Work to be completed:
Only a number is expected: how many lines in these records mention the word "target"?

Segment Start: Entries supplied

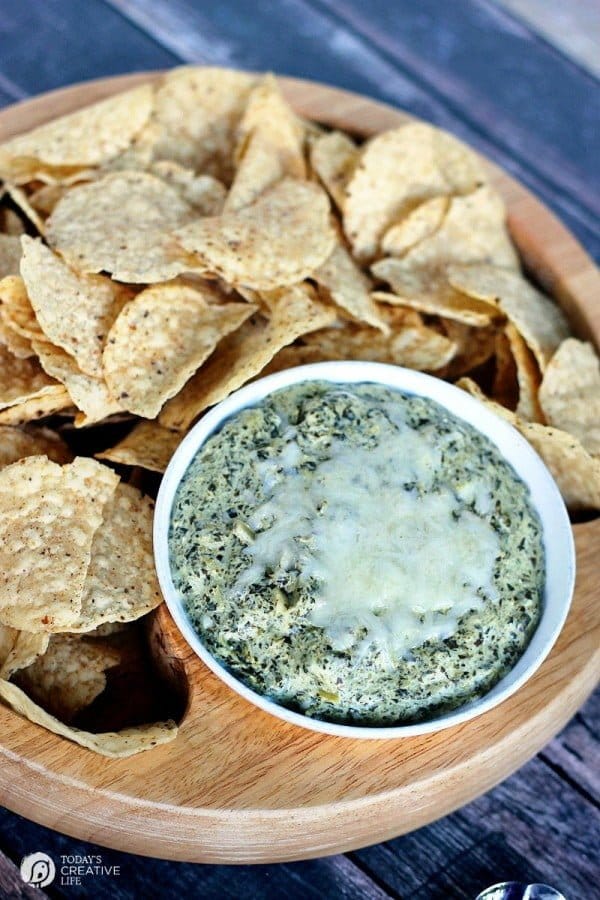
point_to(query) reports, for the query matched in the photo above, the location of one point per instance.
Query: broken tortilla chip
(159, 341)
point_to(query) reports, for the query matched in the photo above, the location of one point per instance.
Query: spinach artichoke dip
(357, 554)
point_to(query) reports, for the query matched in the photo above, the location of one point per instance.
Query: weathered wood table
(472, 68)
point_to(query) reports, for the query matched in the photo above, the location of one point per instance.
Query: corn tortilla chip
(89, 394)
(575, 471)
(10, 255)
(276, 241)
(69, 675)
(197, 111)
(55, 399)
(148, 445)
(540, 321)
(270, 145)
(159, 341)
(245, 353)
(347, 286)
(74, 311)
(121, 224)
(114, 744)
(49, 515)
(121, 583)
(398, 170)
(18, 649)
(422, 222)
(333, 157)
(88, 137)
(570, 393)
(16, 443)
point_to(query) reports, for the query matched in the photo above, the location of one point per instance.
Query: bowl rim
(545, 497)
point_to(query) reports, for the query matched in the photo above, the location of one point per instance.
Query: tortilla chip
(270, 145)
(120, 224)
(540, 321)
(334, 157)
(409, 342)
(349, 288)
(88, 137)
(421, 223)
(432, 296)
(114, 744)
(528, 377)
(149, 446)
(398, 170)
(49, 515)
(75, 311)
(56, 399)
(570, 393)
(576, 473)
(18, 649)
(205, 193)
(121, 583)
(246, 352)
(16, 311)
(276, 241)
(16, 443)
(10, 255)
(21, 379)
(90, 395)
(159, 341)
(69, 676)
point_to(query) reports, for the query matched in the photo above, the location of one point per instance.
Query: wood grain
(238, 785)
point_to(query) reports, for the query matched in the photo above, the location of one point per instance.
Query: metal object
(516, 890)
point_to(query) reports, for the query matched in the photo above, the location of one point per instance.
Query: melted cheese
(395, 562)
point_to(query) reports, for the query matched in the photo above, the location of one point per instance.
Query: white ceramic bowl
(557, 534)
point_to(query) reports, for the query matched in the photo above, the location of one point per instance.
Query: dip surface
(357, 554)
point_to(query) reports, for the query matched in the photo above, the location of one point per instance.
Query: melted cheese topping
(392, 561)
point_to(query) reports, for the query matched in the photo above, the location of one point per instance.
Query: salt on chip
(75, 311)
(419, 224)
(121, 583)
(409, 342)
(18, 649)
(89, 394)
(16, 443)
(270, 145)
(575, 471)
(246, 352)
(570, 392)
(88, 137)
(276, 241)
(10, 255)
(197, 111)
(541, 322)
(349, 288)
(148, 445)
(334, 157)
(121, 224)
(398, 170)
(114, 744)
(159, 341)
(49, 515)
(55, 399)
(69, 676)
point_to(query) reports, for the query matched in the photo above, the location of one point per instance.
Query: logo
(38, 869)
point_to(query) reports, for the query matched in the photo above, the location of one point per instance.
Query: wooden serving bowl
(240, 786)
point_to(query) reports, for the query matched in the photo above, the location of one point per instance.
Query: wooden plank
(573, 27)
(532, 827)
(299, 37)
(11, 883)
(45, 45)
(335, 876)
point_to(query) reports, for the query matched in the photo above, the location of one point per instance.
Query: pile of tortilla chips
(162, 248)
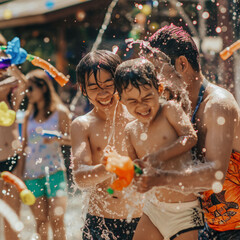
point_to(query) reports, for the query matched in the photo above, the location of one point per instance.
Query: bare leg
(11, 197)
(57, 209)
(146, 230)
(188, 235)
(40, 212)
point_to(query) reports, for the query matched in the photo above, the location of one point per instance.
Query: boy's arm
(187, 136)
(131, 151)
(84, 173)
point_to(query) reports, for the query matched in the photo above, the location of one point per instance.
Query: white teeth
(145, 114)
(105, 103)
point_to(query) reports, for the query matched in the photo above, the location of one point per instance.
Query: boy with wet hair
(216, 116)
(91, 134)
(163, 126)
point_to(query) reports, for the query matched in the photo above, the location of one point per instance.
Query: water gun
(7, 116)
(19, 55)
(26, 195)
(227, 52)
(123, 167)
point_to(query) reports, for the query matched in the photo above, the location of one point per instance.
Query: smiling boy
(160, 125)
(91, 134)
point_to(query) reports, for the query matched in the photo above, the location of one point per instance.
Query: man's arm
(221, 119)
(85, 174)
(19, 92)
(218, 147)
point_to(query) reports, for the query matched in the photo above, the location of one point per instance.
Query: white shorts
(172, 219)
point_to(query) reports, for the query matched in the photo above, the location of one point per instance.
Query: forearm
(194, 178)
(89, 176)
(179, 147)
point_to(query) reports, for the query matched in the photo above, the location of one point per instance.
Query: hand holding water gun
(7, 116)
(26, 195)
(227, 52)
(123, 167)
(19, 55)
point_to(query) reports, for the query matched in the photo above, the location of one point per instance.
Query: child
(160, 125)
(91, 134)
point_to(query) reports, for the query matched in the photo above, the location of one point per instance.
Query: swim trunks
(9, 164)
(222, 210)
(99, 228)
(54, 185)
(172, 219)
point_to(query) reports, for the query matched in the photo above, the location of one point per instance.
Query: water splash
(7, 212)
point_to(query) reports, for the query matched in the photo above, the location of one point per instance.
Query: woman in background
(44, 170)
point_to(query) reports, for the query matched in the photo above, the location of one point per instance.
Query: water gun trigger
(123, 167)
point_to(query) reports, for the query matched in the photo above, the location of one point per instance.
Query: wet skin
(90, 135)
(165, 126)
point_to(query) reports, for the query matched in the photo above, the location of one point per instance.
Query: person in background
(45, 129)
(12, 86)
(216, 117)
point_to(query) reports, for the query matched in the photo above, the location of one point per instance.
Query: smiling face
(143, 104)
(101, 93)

Segment End: Entries supplied
Segment Start: Entries supplied

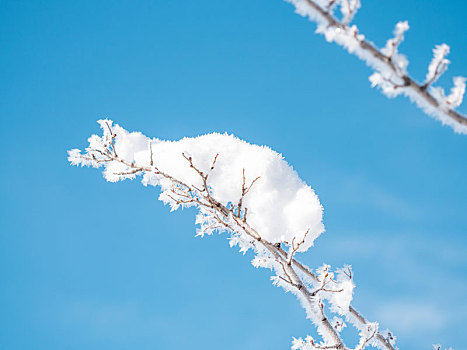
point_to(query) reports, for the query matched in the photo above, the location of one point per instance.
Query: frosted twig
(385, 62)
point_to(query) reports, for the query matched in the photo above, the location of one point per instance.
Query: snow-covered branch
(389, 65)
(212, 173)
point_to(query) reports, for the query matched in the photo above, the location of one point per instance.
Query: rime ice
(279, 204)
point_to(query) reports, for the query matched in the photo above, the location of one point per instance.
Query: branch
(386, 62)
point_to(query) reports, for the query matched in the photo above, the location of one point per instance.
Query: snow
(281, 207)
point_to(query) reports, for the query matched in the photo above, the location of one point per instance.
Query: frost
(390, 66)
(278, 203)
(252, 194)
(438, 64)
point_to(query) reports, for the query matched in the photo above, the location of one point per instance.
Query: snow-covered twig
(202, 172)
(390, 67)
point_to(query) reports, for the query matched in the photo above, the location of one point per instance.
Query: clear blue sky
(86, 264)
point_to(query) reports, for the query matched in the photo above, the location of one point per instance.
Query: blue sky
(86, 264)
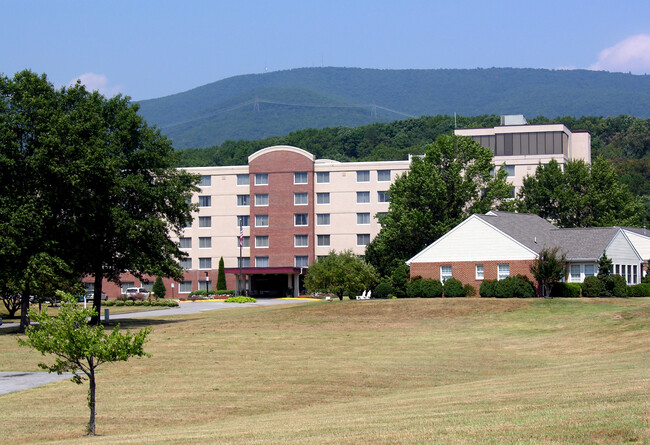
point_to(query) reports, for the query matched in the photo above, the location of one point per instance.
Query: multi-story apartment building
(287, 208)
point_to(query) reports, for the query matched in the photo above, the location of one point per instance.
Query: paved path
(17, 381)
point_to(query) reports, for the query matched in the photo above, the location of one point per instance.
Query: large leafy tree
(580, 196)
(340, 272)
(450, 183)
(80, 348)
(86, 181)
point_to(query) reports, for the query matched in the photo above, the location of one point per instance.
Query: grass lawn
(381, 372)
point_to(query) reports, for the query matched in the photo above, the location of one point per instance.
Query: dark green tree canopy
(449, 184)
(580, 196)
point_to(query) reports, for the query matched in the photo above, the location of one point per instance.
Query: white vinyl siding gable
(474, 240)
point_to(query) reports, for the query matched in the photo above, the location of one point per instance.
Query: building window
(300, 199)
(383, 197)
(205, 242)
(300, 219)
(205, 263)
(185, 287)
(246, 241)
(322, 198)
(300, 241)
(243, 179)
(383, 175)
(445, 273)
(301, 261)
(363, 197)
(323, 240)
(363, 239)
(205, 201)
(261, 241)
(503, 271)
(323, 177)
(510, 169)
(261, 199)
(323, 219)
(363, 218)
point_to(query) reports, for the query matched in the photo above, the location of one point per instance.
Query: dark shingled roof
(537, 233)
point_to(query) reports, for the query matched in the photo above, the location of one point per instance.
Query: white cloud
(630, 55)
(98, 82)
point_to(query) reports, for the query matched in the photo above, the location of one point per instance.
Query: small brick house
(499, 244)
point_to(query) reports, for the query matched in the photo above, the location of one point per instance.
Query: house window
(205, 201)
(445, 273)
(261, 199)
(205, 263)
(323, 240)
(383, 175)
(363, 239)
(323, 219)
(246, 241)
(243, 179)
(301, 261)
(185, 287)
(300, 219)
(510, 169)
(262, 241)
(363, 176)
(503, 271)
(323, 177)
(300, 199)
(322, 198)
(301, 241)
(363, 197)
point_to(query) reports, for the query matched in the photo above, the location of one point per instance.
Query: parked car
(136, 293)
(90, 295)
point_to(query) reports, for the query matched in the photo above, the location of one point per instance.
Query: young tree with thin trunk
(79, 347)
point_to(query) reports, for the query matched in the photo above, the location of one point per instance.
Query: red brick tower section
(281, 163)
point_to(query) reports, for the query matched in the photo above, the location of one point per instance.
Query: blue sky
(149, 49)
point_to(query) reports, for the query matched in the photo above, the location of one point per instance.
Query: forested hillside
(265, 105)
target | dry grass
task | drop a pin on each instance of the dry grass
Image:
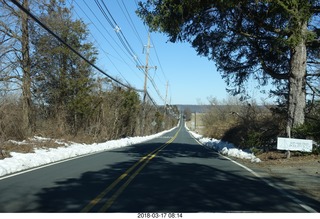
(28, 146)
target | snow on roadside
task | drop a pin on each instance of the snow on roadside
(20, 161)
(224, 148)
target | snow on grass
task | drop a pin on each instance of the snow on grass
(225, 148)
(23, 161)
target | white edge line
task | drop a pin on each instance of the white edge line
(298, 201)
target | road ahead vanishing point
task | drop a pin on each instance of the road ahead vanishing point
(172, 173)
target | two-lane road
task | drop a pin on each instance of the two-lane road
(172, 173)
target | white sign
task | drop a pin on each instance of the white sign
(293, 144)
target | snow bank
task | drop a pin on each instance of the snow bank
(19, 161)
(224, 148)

Segment End: Entries supplied

Exercise response:
8